• _Information given_
*-*-*

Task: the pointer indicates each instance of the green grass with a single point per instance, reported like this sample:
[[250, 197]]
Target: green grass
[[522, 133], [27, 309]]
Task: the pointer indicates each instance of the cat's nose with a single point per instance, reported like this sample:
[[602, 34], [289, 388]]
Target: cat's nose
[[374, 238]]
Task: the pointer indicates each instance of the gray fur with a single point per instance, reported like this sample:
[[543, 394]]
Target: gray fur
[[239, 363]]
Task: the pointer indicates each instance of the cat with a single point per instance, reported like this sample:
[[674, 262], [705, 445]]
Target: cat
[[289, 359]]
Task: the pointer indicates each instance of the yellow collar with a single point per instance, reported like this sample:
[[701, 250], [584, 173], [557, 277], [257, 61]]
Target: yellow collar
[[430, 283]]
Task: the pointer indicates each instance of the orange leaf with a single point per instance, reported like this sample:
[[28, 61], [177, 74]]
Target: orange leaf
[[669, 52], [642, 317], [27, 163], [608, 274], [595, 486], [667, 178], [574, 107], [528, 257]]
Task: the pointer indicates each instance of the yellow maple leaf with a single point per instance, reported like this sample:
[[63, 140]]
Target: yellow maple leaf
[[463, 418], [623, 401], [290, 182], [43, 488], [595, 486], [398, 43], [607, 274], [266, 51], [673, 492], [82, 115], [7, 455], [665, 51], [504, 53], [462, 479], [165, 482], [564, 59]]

*-*-*

• _Exercise brief_
Copy all of the entries above word for word, from the first line to the last.

• _Written response_
Task: the pointer indicates each instance of the green grass with a single point per instance, reported like this sample:
[[250, 197]]
Target: green grass
[[522, 133], [27, 309]]
Task: the pointer indicates each instance of the cat's nose with a single point per instance, reported like this sample:
[[602, 34], [289, 388]]
Target: cat's nose
[[374, 238]]
Task: the pointer indicates each instance of the gray fur with a single point per instance, reported like this sample:
[[543, 394]]
Target: gray fur
[[239, 363]]
Task: the pointer indicates each instance of the cat with a single point per instance, reported like this sample:
[[674, 262], [705, 445]]
Target: cat
[[289, 359]]
Task: the pointer indicates each instance of the yellow collar with a single point per instance, reported like this sample:
[[701, 250], [584, 173], [557, 277], [257, 61]]
Target: yellow collar
[[430, 283]]
Task: the pointer indicates each instance of the orange leaf with a single point per instance, reported like this sample:
[[28, 61], [177, 74]]
Target: orange leaf
[[669, 52], [642, 317], [27, 163], [608, 274], [595, 486], [667, 178], [574, 107], [528, 257]]
Task: the pointer indicates each instance of the yellow maple leaf with a single point per instance, reported like this sample:
[[63, 140]]
Target: yellow maple leaf
[[463, 418], [623, 401], [290, 182], [43, 488], [595, 486], [398, 43], [607, 274], [266, 51], [673, 492], [82, 115], [7, 455], [665, 51], [504, 53], [462, 479], [165, 482], [564, 59]]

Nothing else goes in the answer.